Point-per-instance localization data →
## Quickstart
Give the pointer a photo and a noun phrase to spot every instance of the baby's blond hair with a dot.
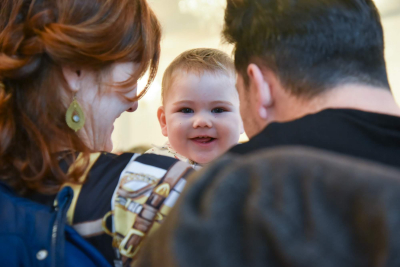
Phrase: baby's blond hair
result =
(198, 61)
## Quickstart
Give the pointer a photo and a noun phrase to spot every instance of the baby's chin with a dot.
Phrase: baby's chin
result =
(204, 159)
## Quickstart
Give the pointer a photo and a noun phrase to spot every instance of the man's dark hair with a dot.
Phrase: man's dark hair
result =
(312, 45)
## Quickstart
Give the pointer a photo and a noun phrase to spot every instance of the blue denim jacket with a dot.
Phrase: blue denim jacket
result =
(35, 235)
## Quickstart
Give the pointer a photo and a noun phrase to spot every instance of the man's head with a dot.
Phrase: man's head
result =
(301, 49)
(200, 113)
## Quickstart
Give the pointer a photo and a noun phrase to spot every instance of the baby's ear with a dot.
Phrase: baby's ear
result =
(162, 120)
(241, 126)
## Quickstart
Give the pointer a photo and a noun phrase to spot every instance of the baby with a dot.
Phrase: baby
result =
(200, 107)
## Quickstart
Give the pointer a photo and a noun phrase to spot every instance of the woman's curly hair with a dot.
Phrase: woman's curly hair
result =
(37, 37)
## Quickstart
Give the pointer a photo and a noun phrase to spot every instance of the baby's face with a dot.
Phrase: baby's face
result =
(202, 115)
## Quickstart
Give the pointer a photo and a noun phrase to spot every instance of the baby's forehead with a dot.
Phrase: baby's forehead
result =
(186, 78)
(202, 88)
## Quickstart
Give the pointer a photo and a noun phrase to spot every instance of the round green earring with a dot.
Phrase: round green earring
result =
(75, 117)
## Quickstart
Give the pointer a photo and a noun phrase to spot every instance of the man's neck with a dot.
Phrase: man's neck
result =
(359, 97)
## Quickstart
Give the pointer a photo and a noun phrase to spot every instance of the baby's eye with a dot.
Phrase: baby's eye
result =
(218, 110)
(186, 110)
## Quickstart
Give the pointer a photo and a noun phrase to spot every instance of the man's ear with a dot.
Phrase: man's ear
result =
(73, 77)
(162, 120)
(262, 89)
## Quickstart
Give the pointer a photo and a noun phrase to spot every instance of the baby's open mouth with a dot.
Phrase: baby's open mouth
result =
(203, 139)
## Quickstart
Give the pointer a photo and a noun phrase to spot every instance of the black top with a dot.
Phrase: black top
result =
(121, 184)
(356, 133)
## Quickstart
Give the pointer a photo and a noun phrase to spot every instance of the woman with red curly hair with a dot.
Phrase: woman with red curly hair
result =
(68, 69)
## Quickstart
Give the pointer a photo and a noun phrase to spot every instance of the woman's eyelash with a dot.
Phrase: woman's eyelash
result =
(218, 110)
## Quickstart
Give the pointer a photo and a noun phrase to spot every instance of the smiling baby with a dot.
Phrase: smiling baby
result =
(200, 107)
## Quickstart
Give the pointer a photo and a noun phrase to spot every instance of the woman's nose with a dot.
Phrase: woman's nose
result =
(202, 120)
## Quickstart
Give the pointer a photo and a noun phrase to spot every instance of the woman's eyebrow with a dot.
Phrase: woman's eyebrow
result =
(183, 102)
(222, 102)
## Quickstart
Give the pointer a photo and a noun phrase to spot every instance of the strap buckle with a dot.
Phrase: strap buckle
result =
(131, 251)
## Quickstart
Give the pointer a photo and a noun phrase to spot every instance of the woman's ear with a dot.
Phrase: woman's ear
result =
(162, 120)
(262, 89)
(73, 77)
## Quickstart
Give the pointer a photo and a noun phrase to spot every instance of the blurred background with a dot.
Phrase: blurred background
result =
(197, 23)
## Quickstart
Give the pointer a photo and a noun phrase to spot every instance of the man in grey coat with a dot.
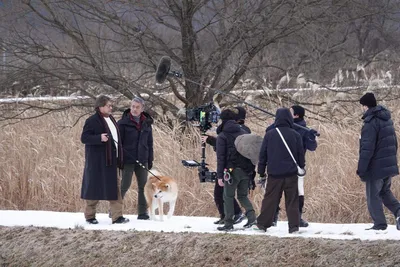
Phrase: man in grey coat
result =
(103, 158)
(377, 162)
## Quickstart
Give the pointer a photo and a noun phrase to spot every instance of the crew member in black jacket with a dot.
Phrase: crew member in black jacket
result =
(219, 190)
(233, 170)
(378, 161)
(309, 143)
(282, 171)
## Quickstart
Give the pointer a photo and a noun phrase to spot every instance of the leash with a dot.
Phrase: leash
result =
(140, 164)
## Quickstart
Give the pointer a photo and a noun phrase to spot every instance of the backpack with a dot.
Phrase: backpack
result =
(235, 159)
(249, 146)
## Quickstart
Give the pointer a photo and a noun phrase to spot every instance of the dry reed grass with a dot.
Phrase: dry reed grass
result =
(41, 167)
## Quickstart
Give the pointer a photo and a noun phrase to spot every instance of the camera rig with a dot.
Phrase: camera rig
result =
(204, 116)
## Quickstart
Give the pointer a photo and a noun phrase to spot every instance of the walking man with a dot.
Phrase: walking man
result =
(233, 170)
(377, 162)
(137, 140)
(309, 143)
(103, 157)
(282, 171)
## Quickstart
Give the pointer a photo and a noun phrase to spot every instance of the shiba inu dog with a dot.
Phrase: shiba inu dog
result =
(159, 190)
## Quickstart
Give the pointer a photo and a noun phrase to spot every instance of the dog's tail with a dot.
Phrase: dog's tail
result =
(155, 172)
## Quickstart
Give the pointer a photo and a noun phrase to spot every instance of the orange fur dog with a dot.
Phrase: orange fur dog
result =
(159, 190)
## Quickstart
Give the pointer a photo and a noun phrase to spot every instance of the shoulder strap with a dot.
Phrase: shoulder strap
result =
(287, 147)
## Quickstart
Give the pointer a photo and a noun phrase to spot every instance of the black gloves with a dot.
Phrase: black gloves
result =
(312, 134)
(262, 180)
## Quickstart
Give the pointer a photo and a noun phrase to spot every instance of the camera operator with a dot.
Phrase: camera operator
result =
(233, 170)
(219, 190)
(309, 143)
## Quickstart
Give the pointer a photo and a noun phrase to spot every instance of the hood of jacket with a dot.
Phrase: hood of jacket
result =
(229, 126)
(283, 118)
(379, 112)
(126, 117)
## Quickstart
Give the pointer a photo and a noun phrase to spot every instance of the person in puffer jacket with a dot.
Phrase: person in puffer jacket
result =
(377, 162)
(233, 170)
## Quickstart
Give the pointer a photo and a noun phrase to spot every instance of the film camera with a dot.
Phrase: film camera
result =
(204, 116)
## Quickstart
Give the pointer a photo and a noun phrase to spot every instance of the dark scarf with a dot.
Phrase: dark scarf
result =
(109, 142)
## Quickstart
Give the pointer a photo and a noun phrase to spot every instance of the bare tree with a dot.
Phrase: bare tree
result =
(115, 45)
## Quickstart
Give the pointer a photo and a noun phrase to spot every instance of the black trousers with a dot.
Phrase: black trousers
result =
(378, 193)
(219, 201)
(273, 193)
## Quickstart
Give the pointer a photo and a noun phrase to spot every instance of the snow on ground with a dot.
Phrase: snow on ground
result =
(65, 220)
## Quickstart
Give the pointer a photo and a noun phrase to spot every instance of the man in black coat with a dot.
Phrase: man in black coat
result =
(219, 190)
(103, 156)
(137, 140)
(282, 171)
(233, 170)
(377, 162)
(309, 143)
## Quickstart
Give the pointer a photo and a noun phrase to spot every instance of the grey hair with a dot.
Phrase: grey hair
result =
(138, 100)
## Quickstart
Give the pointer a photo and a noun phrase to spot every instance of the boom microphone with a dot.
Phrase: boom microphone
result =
(163, 69)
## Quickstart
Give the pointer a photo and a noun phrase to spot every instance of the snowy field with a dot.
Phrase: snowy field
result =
(66, 220)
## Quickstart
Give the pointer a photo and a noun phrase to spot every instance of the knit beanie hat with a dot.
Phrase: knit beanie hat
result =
(298, 110)
(241, 113)
(229, 114)
(368, 100)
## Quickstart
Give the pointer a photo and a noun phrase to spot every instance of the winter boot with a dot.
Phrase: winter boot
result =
(303, 223)
(226, 227)
(238, 218)
(143, 216)
(220, 221)
(92, 221)
(276, 216)
(251, 219)
(398, 222)
(121, 220)
(377, 227)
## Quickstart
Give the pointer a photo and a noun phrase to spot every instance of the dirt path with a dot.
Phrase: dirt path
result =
(31, 246)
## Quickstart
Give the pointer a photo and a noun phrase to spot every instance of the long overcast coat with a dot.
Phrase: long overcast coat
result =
(99, 176)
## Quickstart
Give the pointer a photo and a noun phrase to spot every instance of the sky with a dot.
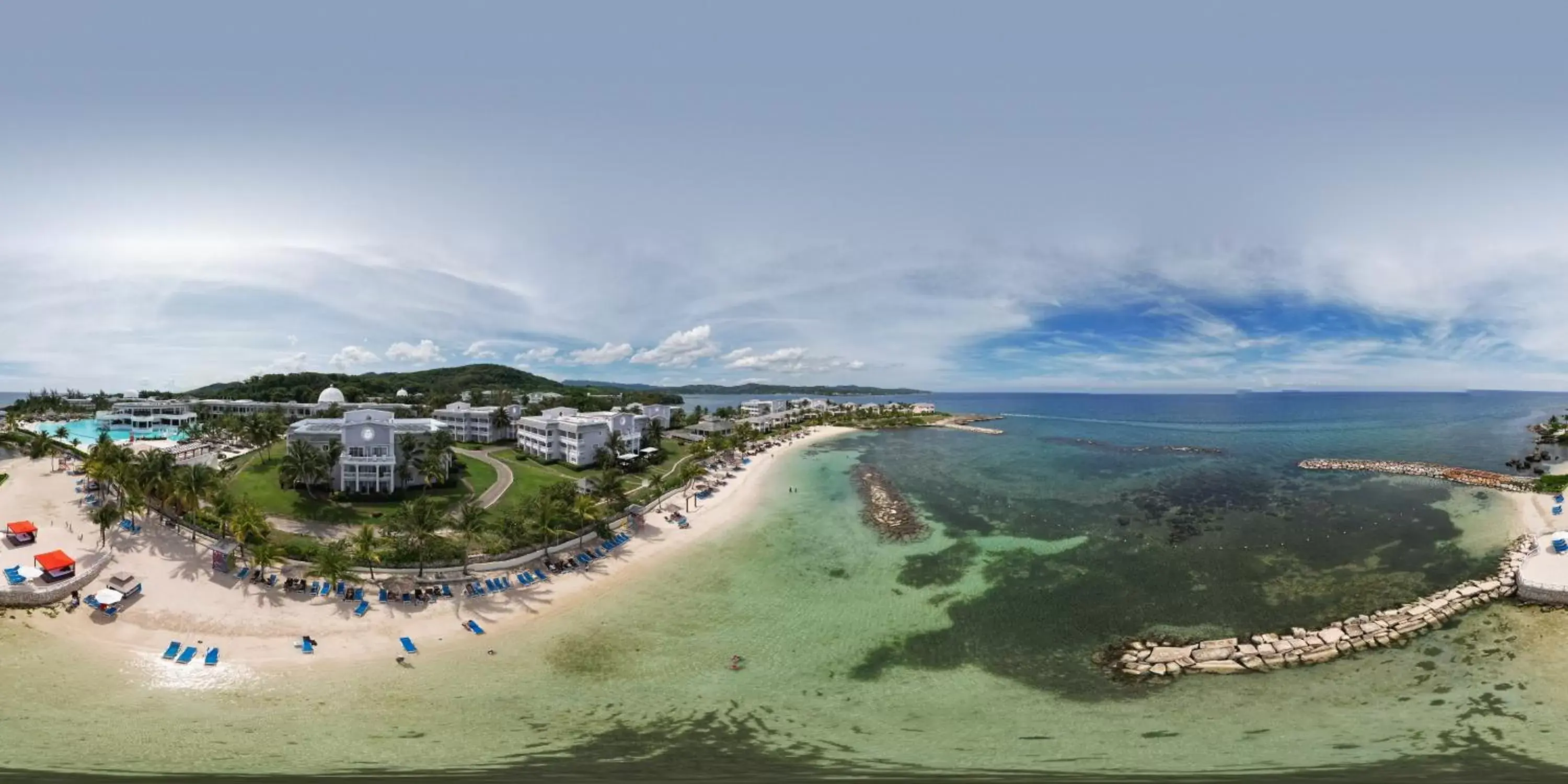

PROBLEM TO WORK ON → Please write out the lines above exactly, from the one that contains "Phrase: snow on ground" through the final line, and include none of the pictures.

SOLVED EXERCISE →
Phrase: snow on ground
result =
(65, 220)
## Quickstart
Give the pointer a photo and a noun phrase to spot every instance of the man in black coat with a dot.
Phrase: man in black coat
result =
(219, 190)
(103, 156)
(137, 140)
(282, 171)
(233, 170)
(377, 162)
(309, 143)
## Quickstart
Give the pointer a photo and a noun phrase to spot every instance of the grey hair with a dot.
Phrase: grey hair
result =
(138, 100)
## Quickstart
Give the pointer a photo and a noun phrase to spot every instance of the boom microphone with a dot.
Phrase: boom microphone
result =
(163, 69)
## Quickstart
Give the pointer a photo and a noun phrase to spot every instance of the snowy field with a dot.
Phrase: snowy field
result =
(66, 220)
## Quickstart
Give the pointer a photo and a noun phrase to spot every instance of the knit beanie hat with a dot.
Phrase: knit beanie hat
result =
(298, 110)
(241, 113)
(229, 114)
(368, 100)
## Quickstart
Give the pointer a photo and a noun phrase to spot every instance of the winter boot with a dot.
Phrase: winter boot
result =
(303, 223)
(226, 227)
(238, 218)
(143, 216)
(220, 221)
(92, 221)
(276, 216)
(251, 219)
(398, 222)
(121, 220)
(377, 227)
## Quickstart
Give the pointer a photo and a noun phrase to spot every instance of the dirt path with a dot.
Phrase: dirt path
result =
(31, 246)
## Quickstart
Give the pointer a photo and a noun phrase to spot every instance of the long overcast coat with a dot.
Phrase: long overcast coat
result =
(99, 176)
## Quickstart
Give the pointer a photo and a noun phrase to spot every instance of the sky with a dot.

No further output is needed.